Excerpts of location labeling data
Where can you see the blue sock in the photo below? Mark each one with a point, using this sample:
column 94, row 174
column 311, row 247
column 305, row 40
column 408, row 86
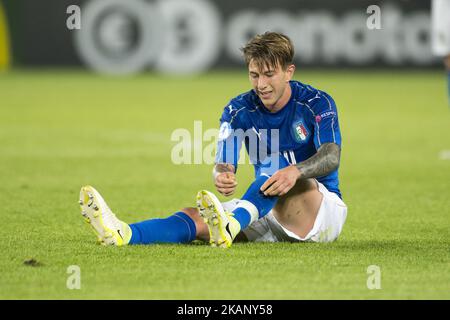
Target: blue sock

**Exercise prompt**
Update the rows above by changing every "column" to "col" and keeping everything else the same. Do not include the pictures in your answer.

**Result for this exercise**
Where can you see the blue sock in the photo below? Mark each one with a point, using this sample:
col 94, row 174
col 311, row 247
col 305, row 40
col 408, row 86
Target: blue sock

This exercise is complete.